» **What you are asked to do**
Since the entries below must stay intact, return each one exactly.

Region pointing data
━━━━━━━━━━━━━━━━━━━━━━━━━━━━━━
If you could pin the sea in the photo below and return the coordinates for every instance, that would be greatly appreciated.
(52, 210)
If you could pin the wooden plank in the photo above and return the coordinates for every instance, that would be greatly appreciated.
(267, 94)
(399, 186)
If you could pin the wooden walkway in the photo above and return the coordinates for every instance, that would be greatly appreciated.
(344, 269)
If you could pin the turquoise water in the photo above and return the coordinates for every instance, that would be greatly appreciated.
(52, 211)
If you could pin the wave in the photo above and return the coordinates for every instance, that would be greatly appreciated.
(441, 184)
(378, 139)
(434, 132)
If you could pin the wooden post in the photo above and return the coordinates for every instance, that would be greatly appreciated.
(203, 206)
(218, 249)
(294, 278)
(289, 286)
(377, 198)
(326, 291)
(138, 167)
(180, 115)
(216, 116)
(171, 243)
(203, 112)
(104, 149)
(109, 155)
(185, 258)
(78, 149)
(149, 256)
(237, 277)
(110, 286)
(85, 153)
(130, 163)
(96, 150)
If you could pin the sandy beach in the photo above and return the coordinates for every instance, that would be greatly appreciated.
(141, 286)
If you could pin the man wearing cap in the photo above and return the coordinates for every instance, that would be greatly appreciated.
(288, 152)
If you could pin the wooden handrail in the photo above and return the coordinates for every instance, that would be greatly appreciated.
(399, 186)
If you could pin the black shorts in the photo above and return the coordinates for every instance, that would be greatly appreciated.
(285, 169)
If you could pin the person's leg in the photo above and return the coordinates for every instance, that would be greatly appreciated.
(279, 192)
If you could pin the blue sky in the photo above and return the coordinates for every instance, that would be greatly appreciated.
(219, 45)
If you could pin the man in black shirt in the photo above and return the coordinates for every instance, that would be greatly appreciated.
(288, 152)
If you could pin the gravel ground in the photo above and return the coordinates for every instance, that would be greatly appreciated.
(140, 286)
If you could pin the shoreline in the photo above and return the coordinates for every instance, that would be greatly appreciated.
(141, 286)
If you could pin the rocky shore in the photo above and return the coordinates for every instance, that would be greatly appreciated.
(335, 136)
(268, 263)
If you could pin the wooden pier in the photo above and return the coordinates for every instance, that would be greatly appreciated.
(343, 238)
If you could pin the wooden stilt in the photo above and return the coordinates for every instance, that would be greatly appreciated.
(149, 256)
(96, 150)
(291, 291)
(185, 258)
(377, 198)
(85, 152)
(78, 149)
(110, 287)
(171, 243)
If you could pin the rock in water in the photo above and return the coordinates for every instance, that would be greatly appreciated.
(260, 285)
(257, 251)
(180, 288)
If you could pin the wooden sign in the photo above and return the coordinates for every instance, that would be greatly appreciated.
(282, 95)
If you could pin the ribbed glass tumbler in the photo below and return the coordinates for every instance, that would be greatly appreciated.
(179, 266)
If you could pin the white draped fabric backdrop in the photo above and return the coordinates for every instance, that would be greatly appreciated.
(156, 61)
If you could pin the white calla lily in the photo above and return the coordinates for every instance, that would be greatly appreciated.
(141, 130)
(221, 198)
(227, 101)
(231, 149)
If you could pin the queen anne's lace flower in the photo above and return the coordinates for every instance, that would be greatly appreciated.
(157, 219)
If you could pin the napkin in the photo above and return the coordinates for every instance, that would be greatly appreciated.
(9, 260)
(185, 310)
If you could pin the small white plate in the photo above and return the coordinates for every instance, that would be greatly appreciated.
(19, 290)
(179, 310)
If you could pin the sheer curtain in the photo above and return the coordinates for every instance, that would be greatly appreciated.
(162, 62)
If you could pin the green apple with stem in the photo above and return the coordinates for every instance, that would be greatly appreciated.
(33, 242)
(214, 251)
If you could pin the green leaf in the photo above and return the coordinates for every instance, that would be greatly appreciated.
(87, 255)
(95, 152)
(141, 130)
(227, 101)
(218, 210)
━━━━━━━━━━━━━━━━━━━━━━━━━━━━━━
» **Final answer**
If you could pin the sea in the photo below and return the coordinates for every instance, that would be greatly appreciated.
(52, 210)
If you could pin the wooden plank in the photo above and return the coordinates for every instance, that would be greatly appreciated.
(267, 94)
(399, 186)
If you could pin the wooden walkway in the photo above and return the coordinates for every instance, that would be greatly appreciated.
(344, 269)
If you could pin the turquoise water in the photo above and return the coordinates for every instance, that would be greatly appreciated.
(52, 211)
If you could pin the wave in the photo above and return the coordinates for every instance, that would be greatly appreciated.
(441, 184)
(378, 139)
(434, 132)
If you could pin the wooden post in the photo above and return the coordinates for every instance, that would be greatly appreciated.
(203, 206)
(218, 249)
(294, 278)
(289, 286)
(377, 198)
(326, 291)
(138, 167)
(180, 115)
(216, 116)
(171, 243)
(203, 112)
(104, 149)
(109, 155)
(185, 258)
(78, 149)
(149, 256)
(237, 277)
(110, 286)
(85, 153)
(130, 163)
(96, 150)
If you could pin the sandy beach in the photo above and return the coordinates for every instance, that would be greatly appreciated.
(141, 286)
If you could pin the man wearing cap in the photo above and return the coordinates for every instance, that would be greatly appreciated.
(288, 152)
If you could pin the wooden handrail in the photo above and return the coordinates for every instance, that would be greatly appreciated.
(399, 186)
If you could pin the black shorts in the photo above and return the coordinates for every instance, that would be greatly appreciated.
(285, 169)
If you could pin the person's leg in the photo above and return the coordinates for every instance, that would be greatly appreciated.
(279, 192)
If you could pin the blue sky in the photo above and return the coordinates for every instance, that would be greatly appreciated.
(219, 45)
If you could pin the man in black shirt in the photo above and return the coordinates for every instance, that would be greatly appreciated.
(288, 152)
If you could pin the gravel ground in the photo above and return the coordinates for every instance, that would be greatly appreciated.
(140, 286)
If you could pin the shoreline in the photo above and return the coordinates for every instance, that would be greatly appreciated.
(141, 286)
If you could pin the rocky shore in the photo above and return the coordinates for every instance, that would be greatly appreciated.
(335, 136)
(268, 263)
If you could pin the wooden pier in the photo above and return the coordinates for every instance, that would be greatly appreciated.
(343, 238)
If you could pin the wooden stilt in the photo above and return the coordinates for every instance, that would be greatly appreciated.
(149, 256)
(96, 150)
(291, 291)
(185, 258)
(377, 198)
(85, 152)
(78, 149)
(110, 287)
(171, 243)
If you could pin the rock in water in the photo above and return the coordinates for every instance, that would be greatly appreciated.
(260, 285)
(257, 251)
(180, 288)
If you could pin the wooden sign in the photo above and return the coordinates for every instance, that would be greatly appreciated.
(282, 95)
If you could pin the ribbed glass tumbler in the photo below and return the coordinates for every instance, that would be greatly appreciated.
(179, 266)
If you could pin the white draped fabric backdrop in the photo above and return the coordinates for every instance, that would be greatly appreciated.
(156, 61)
If you could pin the white calla lily in the photo above and return the coordinates for every instance, that would be greatly appreciated.
(141, 130)
(221, 198)
(227, 101)
(231, 149)
If you could pin the queen anne's lace flower in the photo above and return the coordinates for every instance, that would be greatly appreciated.
(157, 219)
If you could pin the napkin in the photo above and return the coordinates for every instance, that would be greatly appreciated.
(9, 260)
(185, 310)
If you could pin the small white plate in the photo above and return the coordinates for every instance, that would be greatly appreciated.
(19, 290)
(179, 310)
If you could pin the sheer curtain in the photo above and return the coordinates for every instance, that would be greatly appreciated.
(162, 62)
If you could pin the green apple with stem in the photo above and return the coordinates for every instance, that would be greatly appreciated.
(33, 242)
(214, 251)
If you could pin the green leaf in the photo above and return the coordinates for every instance, that would be greatly appreciated.
(87, 255)
(95, 152)
(141, 130)
(227, 101)
(218, 210)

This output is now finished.